» What the task asks
All entries should be output exactly as they stand.

** Start of Provided entries **

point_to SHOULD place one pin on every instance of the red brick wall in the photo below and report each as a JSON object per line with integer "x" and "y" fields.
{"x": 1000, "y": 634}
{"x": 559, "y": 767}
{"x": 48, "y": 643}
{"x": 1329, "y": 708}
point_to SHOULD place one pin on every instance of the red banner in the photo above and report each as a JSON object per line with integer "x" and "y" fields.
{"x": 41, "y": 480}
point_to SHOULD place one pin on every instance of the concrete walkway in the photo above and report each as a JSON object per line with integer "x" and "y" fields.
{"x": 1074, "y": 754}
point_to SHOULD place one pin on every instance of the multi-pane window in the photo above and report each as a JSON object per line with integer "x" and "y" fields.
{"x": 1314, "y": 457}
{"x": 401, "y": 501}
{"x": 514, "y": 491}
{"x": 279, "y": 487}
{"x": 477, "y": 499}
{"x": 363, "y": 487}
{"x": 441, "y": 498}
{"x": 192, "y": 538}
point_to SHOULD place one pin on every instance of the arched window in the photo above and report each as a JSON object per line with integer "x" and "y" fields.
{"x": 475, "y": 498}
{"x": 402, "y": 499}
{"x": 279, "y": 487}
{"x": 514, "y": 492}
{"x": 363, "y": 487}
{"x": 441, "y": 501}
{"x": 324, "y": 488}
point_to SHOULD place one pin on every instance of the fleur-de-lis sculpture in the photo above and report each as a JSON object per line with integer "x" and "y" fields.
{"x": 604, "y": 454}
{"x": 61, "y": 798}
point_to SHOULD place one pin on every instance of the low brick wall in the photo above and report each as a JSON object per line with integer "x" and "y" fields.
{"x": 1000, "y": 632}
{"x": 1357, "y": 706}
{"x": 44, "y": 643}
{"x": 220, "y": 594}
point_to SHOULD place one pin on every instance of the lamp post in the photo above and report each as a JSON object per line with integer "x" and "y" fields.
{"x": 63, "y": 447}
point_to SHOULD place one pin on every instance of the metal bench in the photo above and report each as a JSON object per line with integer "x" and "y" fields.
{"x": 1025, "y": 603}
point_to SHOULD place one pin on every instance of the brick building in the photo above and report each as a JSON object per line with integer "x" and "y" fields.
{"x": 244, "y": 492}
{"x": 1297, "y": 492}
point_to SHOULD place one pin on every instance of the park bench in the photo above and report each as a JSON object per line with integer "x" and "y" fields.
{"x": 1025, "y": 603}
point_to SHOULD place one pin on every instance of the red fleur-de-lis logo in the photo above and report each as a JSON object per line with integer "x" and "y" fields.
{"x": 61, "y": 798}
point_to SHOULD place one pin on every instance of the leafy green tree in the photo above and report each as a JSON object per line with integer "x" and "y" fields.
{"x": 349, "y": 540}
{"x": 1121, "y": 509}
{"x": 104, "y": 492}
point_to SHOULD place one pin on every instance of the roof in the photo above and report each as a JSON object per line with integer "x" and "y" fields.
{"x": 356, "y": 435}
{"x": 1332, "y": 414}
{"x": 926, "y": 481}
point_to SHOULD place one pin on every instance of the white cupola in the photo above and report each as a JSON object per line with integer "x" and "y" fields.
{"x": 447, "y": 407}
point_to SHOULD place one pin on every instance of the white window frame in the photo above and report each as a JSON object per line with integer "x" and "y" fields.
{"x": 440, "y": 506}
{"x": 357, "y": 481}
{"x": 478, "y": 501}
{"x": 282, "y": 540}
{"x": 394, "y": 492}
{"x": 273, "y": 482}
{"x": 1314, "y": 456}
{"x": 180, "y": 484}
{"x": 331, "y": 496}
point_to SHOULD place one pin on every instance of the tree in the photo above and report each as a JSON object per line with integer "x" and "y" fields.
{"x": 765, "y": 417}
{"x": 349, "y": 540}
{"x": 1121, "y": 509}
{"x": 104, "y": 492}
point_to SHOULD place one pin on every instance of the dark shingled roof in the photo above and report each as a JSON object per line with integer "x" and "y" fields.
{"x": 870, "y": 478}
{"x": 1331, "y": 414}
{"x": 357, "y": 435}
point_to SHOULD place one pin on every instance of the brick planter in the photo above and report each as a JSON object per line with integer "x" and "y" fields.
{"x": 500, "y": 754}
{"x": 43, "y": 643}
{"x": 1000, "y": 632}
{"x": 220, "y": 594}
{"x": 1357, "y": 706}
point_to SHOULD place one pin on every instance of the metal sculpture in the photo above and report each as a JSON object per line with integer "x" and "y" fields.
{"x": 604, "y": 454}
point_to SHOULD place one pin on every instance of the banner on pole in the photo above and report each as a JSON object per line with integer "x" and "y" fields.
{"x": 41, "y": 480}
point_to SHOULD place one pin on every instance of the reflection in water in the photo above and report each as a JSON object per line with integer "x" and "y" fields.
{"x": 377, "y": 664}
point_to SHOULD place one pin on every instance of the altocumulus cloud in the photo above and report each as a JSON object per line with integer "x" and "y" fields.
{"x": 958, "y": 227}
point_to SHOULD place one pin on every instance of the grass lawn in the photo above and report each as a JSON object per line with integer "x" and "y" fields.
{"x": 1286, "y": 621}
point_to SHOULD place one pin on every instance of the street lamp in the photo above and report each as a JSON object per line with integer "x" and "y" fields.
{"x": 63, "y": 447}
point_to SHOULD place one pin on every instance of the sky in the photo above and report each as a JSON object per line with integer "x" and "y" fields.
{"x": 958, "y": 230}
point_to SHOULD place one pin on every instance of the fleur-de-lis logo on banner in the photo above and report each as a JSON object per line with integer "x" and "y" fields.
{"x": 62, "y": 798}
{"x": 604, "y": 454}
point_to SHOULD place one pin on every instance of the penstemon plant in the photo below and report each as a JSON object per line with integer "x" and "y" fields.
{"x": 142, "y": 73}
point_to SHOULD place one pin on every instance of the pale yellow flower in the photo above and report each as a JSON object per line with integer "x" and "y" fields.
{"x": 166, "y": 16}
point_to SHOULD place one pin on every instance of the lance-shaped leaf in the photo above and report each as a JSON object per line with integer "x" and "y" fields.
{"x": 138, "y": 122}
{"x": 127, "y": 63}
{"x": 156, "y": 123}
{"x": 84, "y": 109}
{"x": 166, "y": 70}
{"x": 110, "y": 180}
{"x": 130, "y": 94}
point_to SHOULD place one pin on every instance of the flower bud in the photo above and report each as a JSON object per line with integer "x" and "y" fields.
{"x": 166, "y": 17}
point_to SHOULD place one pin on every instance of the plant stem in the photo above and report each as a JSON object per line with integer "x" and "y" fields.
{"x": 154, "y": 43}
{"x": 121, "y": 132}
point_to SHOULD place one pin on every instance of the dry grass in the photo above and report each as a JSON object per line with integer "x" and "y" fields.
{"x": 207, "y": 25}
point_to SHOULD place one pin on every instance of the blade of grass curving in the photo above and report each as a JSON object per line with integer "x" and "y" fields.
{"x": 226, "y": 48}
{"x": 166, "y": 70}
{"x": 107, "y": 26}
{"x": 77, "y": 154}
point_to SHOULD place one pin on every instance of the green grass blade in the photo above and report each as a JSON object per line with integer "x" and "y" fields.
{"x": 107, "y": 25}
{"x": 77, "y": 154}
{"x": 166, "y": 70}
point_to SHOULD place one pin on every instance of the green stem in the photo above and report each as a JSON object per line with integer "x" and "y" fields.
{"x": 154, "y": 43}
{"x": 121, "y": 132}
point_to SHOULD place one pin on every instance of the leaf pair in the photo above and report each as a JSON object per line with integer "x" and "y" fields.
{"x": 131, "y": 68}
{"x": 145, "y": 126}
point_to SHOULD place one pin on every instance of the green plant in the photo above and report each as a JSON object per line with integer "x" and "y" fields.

** End of Provided entries **

» Exercise answer
point_to SHOULD place one pin on every instance of the red brick wall in the photo below and report each as a JSON object per line with integer "x" and "y" fields.
{"x": 1000, "y": 634}
{"x": 559, "y": 767}
{"x": 48, "y": 643}
{"x": 1329, "y": 708}
point_to SHOULD place one pin on every instance of the red banner in the photo above and report each as a JSON object per line with integer "x" and "y" fields.
{"x": 41, "y": 480}
point_to SHOULD place one pin on every instance of the concrete walkway in the photo above and report each as a JSON object per line with integer "x" and "y" fields.
{"x": 1074, "y": 754}
point_to SHOULD place one pin on every instance of the multi-pane window in the photo above and report each as a JSON object per line with integer "x" and "y" fields.
{"x": 1314, "y": 457}
{"x": 401, "y": 501}
{"x": 514, "y": 491}
{"x": 279, "y": 487}
{"x": 477, "y": 499}
{"x": 363, "y": 487}
{"x": 441, "y": 498}
{"x": 192, "y": 538}
point_to SHOULD place one pin on every instance of the arched window in the photo above and report each as a JSON object per line with integer "x" and "y" fields.
{"x": 475, "y": 498}
{"x": 402, "y": 499}
{"x": 279, "y": 487}
{"x": 514, "y": 492}
{"x": 363, "y": 487}
{"x": 441, "y": 501}
{"x": 324, "y": 488}
point_to SHOULD place one pin on every instance of the fleur-de-lis sculpture in the photo above and report each as a JSON object per line with integer "x" and "y" fields.
{"x": 604, "y": 454}
{"x": 61, "y": 798}
point_to SHOULD place one pin on every instance of the low brick wall in the photo above and report each as a JSON object per line with integer "x" and "y" fields.
{"x": 1000, "y": 632}
{"x": 1357, "y": 706}
{"x": 44, "y": 643}
{"x": 220, "y": 594}
point_to SHOULD place one pin on every instance of the lamp post in the photo above and report each as a JSON object per line with integer "x" and "y" fields.
{"x": 63, "y": 447}
point_to SHOULD place one pin on every instance of the metal bench in the photo above and report each as a JSON object per line with integer "x" and "y" fields.
{"x": 1025, "y": 603}
point_to SHOULD place one pin on every instance of the brick building in the photo above and report each as a JSON object per line with integer "x" and "y" fields.
{"x": 244, "y": 492}
{"x": 1297, "y": 492}
point_to SHOULD place one pin on every instance of the park bench in the photo above and report each as a JSON object per line with integer "x" and "y" fields.
{"x": 1025, "y": 603}
point_to SHOULD place one pin on every instance of the red fleur-de-lis logo in the photo above and report each as a JSON object per line with integer "x" and "y" fields.
{"x": 61, "y": 798}
point_to SHOULD place one pin on every instance of the leafy green tree in the photo above and report each as a JSON object per line with integer "x" and "y" fields.
{"x": 349, "y": 540}
{"x": 1121, "y": 509}
{"x": 104, "y": 492}
point_to SHOULD place one pin on every instance of the roof in the photo above and report each as a JSON object per line with integer "x" and "y" fields.
{"x": 356, "y": 435}
{"x": 1332, "y": 414}
{"x": 926, "y": 481}
point_to SHOULD place one pin on every instance of the white cupola in the photo above and report each as a JSON object per line with integer "x" and "y" fields.
{"x": 447, "y": 407}
point_to SHOULD place one pin on every instance of the white window frame in the photo above and report each as a JSON object per line with integer "x" and "y" fields.
{"x": 440, "y": 506}
{"x": 357, "y": 481}
{"x": 478, "y": 501}
{"x": 282, "y": 540}
{"x": 394, "y": 492}
{"x": 273, "y": 482}
{"x": 1314, "y": 456}
{"x": 180, "y": 484}
{"x": 331, "y": 496}
point_to SHOULD place one pin on every instance of the tree in the photo above and report each as a JSON object per line with integer "x" and "y" fields.
{"x": 765, "y": 417}
{"x": 349, "y": 540}
{"x": 1121, "y": 509}
{"x": 104, "y": 492}
point_to SHOULD place one pin on every instance of the dark shingled roof in the photo above and report each as a JSON object per line with integer "x" and "y" fields.
{"x": 870, "y": 478}
{"x": 1331, "y": 414}
{"x": 357, "y": 435}
point_to SHOULD place one pin on every instance of the brick planter in the photo above and report each as a JSON object per line with integer "x" and "y" fields.
{"x": 500, "y": 754}
{"x": 43, "y": 643}
{"x": 1000, "y": 632}
{"x": 220, "y": 594}
{"x": 1357, "y": 706}
point_to SHOULD place one pin on every instance of the metal sculpture in the photo above and report each as a JSON object per line with integer "x" and "y" fields.
{"x": 604, "y": 454}
point_to SHOULD place one pin on every instance of the banner on pole in the photo above and report each as a JSON object per line with integer "x" and "y" fields.
{"x": 41, "y": 480}
point_to SHOULD place one pin on every instance of the reflection in water in the photo above and report each as a JSON object per line with integer "x" and "y" fields.
{"x": 377, "y": 664}
point_to SHOULD place one pin on every instance of the altocumulus cloud in the photo above and report each as a JSON object per line with integer "x" and "y" fields.
{"x": 958, "y": 227}
point_to SHOULD place one pin on every instance of the grass lawn in the photo above and report each as a JSON object per line with integer "x" and "y" fields.
{"x": 1286, "y": 621}
point_to SHOULD place one pin on every instance of the street lamp in the photo above and report each as a JSON object per line with integer "x" and "y" fields.
{"x": 63, "y": 447}
point_to SHOULD place one pin on every instance of the sky in the photo above and report each as a JSON object per line with integer "x" and "y" fields.
{"x": 958, "y": 230}
point_to SHOULD place one pin on every instance of the fleur-de-lis logo on banner in the photo above and report each as a JSON object per line with integer "x" and "y" fields.
{"x": 62, "y": 798}
{"x": 604, "y": 454}
point_to SHOULD place one pin on every instance of the penstemon plant in the photo below and report each as a JSON object per line with integer "x" and "y" fields.
{"x": 142, "y": 73}
point_to SHOULD place one pin on every instance of the pale yellow flower in the photo above and report each as a JSON object per line with integer "x" and "y" fields.
{"x": 166, "y": 16}
point_to SHOULD place one pin on every instance of the lance-shaped leaf in the photo above and report each as a JSON object per line with integer "x" and "y" fields.
{"x": 138, "y": 122}
{"x": 127, "y": 63}
{"x": 156, "y": 123}
{"x": 84, "y": 109}
{"x": 166, "y": 70}
{"x": 110, "y": 180}
{"x": 130, "y": 94}
point_to SHOULD place one pin on every instance of the flower bud in the photo above and report each as a JSON object per line with integer "x" and "y" fields.
{"x": 166, "y": 17}
point_to SHOULD place one pin on every instance of the plant stem in the photo above and report each as a JSON object per line with integer "x" and "y" fields.
{"x": 154, "y": 43}
{"x": 121, "y": 132}
point_to SHOULD place one pin on every instance of the dry grass in the photo above and report each as a JSON object per line with integer "x" and "y" fields.
{"x": 207, "y": 25}
point_to SHOULD place one pin on every instance of the blade of grass curving in the photo above and report each as a JSON object per line with integer "x" and "y" fields.
{"x": 226, "y": 48}
{"x": 166, "y": 70}
{"x": 107, "y": 26}
{"x": 77, "y": 154}
point_to SHOULD place one pin on every instance of the green grass blade in the photo above and report each as a JSON object per line with integer "x" and "y" fields.
{"x": 107, "y": 25}
{"x": 77, "y": 154}
{"x": 166, "y": 70}
point_to SHOULD place one pin on every instance of the green stem in the photo above and report each as a JSON object per line with integer "x" and "y" fields.
{"x": 154, "y": 43}
{"x": 121, "y": 132}
point_to SHOULD place one pin on every instance of the leaf pair in the photo above and report each as a JSON object per line with integer "x" and "y" fields.
{"x": 131, "y": 68}
{"x": 145, "y": 126}
point_to SHOULD place one pin on every instance of the green plant in the photo above and report each as a JSON object per line with integer "x" and "y" fields.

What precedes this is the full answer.